### EXERCISE TASKS
**a.** In the passage on atheism below, why does the writer object to the position of "positive atheists"? Answer in one to three sentences.
**b.** According to the passage on atheism below, what did the writer call themselves for years?
**c.** Write a continuation of the passage on atheism below, starting after its final sentence.

### TEXT SHOWN
◇ ◇ ◇ ◇ ◇

There seems to be considerable believable evidence that something of the human personality does, indeed survive the moment of death. That evidence is so varied, and from so many sources, that I am willing to accept it tentatively. I'm not 100% convinced, but I lean toward accepting it. It will not change my manner of living, either for better or for worse, because I think we should live our lives as best we know how with the evidence that we have, and whether we survive death or not would not change the way I live.
Theists are often surprised at how calmly atheists approach death, either actually or in talking about it. Death seems to me as natural a thing as birth, and nothing to fear (although the actually process of dying might in some cases be unpleasantly painful).
I called myself an agnostic for years, but I really think there is no difference between the atheist saying "I have no belief in any god" and the agnostic saying "I don't know whether any god really exists." They seem to me to be intellectually equivalent.
Some atheists (sometimes called "positive atheists") say "I believe that god does NOT exist." This seems to me to suffer from the same intellectual arrogance and faith-based thinking as the statement "I believe that God exists." I think very few atheists who have really thought about it take this position - it turns atheism into a religion.
I would not want everyone to be an atheist. The believers are probably correct when they say that it is only a belief in God and man's accountability to God that prevents them from robbing convenience stores, romancing the neighbor's wife, and kicking the dog. I believe them. I am glad that they have a belief in God to keep them in line.
Atheism is not inherently evil, any more than religion is. Both belief and non-belief can be used for either good or evil, and have been. So I tend to get annoyed when believers try to "take the moral high ground" and ignore the bloody history of religion as it has tried to promote belief in the "true" god. Atheism is a view held by some of the kindest and most loving people in the world, whose greatest fault in the eyes of many is their skepticism, their stubborn refusal to be flummoxed, and whose wholehearted open-mindedness is too often overlooked and not often enough imitated.

◇ ◇ ◇ ◇ ◇

### RECORDED DATA

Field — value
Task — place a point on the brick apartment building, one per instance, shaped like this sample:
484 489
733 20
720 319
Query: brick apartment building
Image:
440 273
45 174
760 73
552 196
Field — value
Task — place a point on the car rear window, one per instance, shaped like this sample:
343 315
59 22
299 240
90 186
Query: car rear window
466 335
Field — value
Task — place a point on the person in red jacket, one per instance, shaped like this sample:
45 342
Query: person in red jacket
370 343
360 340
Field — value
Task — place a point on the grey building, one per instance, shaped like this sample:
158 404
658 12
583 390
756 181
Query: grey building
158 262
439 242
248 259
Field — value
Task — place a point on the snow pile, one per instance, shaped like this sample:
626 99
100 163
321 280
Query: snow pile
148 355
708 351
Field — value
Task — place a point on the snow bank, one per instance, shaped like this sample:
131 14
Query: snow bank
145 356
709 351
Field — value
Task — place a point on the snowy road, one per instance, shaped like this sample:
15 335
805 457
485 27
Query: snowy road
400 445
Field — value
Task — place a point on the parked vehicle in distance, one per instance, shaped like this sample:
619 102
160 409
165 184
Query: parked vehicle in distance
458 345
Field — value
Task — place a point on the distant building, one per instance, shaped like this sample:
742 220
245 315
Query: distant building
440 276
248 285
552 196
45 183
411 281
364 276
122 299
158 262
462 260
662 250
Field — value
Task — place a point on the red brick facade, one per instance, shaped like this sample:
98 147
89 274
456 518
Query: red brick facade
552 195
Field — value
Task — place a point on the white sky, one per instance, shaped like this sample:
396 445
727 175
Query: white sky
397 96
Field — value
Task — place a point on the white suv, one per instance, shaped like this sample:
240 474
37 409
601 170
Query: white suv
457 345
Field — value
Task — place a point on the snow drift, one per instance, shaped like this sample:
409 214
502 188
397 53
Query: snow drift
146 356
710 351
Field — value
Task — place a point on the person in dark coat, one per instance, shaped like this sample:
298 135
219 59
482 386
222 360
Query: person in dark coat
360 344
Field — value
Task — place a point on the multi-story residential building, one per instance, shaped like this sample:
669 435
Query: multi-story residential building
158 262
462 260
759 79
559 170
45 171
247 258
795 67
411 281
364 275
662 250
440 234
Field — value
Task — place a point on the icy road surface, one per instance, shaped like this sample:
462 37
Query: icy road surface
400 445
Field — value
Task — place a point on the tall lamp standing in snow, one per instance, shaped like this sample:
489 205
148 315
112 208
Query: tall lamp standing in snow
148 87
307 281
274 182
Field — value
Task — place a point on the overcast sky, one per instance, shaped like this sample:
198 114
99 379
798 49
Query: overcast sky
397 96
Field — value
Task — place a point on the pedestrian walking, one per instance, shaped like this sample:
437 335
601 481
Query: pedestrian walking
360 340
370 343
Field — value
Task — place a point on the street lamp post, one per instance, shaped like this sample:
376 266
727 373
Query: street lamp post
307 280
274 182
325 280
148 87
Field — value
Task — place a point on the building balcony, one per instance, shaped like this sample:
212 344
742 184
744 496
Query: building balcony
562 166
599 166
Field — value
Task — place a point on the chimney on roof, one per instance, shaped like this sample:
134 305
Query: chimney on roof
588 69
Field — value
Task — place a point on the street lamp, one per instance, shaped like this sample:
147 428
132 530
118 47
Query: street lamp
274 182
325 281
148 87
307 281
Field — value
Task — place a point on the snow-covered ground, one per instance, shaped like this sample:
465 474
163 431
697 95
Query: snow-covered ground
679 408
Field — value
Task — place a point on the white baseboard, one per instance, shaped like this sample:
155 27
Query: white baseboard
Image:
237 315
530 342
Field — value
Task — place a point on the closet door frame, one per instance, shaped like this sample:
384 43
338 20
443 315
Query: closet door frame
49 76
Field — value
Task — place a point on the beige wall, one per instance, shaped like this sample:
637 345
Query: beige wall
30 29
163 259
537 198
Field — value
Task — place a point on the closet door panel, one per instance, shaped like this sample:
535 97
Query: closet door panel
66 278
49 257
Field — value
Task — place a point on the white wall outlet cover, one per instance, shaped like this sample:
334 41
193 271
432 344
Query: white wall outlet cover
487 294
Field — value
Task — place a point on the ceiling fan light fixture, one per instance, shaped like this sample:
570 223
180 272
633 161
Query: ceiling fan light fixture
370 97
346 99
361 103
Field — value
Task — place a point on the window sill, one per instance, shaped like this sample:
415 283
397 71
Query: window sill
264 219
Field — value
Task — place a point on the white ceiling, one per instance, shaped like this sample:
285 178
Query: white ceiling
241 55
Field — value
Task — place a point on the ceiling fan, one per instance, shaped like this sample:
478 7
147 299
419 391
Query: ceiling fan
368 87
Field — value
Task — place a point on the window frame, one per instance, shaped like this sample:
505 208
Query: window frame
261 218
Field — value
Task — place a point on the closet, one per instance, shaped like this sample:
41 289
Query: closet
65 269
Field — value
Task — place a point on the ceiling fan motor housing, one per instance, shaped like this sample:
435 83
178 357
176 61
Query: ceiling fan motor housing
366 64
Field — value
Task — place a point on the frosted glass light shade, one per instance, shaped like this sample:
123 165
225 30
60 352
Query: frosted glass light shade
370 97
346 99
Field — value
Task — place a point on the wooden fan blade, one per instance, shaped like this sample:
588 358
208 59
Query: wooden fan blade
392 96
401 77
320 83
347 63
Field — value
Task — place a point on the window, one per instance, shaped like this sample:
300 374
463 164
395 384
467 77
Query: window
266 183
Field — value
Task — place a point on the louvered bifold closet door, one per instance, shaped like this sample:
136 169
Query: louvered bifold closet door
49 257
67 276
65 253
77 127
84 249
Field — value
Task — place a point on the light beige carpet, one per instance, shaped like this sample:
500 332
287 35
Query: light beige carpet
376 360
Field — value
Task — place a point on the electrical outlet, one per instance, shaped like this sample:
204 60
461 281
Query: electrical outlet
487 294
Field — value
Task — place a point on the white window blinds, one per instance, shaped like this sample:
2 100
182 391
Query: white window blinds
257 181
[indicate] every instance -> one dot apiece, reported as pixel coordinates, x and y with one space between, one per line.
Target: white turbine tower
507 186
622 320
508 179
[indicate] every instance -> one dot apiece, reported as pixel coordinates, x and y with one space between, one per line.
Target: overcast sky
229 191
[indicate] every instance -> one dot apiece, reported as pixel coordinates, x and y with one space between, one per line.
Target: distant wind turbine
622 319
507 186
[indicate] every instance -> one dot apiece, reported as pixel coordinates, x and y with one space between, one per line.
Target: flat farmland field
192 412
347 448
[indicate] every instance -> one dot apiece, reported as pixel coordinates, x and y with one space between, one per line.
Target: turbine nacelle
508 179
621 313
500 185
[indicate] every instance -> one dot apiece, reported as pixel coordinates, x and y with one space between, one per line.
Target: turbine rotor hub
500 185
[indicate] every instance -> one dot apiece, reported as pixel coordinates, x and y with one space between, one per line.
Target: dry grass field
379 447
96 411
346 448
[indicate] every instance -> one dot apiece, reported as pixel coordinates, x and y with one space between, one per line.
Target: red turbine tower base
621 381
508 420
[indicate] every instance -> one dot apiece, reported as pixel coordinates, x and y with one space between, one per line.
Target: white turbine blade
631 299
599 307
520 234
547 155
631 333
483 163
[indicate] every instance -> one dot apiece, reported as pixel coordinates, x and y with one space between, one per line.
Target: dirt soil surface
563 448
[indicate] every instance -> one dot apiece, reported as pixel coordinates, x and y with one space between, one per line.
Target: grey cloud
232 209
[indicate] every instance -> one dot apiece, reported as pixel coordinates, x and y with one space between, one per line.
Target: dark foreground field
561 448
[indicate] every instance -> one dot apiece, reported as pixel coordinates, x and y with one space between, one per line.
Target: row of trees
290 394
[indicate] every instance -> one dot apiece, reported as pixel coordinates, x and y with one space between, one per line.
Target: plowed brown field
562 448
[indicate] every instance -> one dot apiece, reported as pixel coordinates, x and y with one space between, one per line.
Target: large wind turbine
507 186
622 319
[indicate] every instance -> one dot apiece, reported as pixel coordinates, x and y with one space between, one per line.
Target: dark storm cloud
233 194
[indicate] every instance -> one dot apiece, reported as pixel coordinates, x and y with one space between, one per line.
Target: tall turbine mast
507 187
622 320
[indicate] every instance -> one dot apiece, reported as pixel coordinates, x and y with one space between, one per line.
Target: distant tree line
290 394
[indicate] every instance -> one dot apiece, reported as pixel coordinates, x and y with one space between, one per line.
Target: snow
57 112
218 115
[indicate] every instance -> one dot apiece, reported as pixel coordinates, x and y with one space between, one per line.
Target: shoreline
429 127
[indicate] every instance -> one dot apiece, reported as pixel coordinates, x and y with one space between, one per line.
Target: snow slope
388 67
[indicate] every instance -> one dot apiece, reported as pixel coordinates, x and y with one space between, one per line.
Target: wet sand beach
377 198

◇ ◇ ◇ ◇ ◇

### ANSWER LIST
**a.** The writer says the statement "I believe that god does NOT exist" shows the same intellectual arrogance and faith-based thinking as "I believe that God exists." In the writer's view, this position turns atheism into a religion.

**b.** An agnostic.

**c.**
- Richard Packham
Comments? (Please, no preaching or hate mail!) Write: packham@teleport.com
© 1998 Richard Packham Permission granted to reproduce for non-commercial purposes, provided text is not changed and this copyright notice is included.
Comments
In your paragraph about Buddhism, you wrote... "However, the asceticism of Buddhism, its complete rejection of the physical world (the only world we have) and the extent to which later Buddhism became formalized and corrupted bothered me."
Buddhism does not reject the physical world. According to the story of the Buddha's life (true or not), his ascetic practices did not bring him enlightenment. When he began to eat regular meals, his ascetic buddies began to look down on him for it! (I can find sources if you want them - I don't have them on hand)
For a present day example, one needs only to read one of the His Holiness the Fourteenth Dalai Lama's books (especially "The Universe in a Single Atom") to learn how many Buddhists feel about Science and the physical world. Buddhists believe in the complete interdependence of all sentient and non-sentient beings. Thus, they care a great deal about the physical world.
I only wanted to clarify your statements. I wish you a happy life, and good luck in all of your studies.